### Given exercise
Please restate the records below, swapping "grassy meadow" for "open field" and changing nothing else. Omit the pictures from your answer.

### Data provided
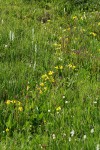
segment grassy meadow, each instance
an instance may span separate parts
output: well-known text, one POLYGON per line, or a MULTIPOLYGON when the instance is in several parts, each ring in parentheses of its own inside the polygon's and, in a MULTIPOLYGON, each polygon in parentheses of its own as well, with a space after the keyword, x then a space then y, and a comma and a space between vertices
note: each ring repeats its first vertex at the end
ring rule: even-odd
POLYGON ((0 150, 100 150, 100 1, 0 1, 0 150))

### Solution to this task
segment open field, each instance
an instance may span separate parts
output: well-known text, one POLYGON per line, or a MULTIPOLYGON when the instance is in several parts, each ring in parentheses of its own inside the polygon's and, in a MULTIPOLYGON, each polygon in parentheses of its own as well, with a space after the keyword, x then a space then y, and a comma and a space between vertices
note: each ring repeats its first vertex at the end
ring rule: even-odd
POLYGON ((0 150, 100 150, 100 1, 0 1, 0 150))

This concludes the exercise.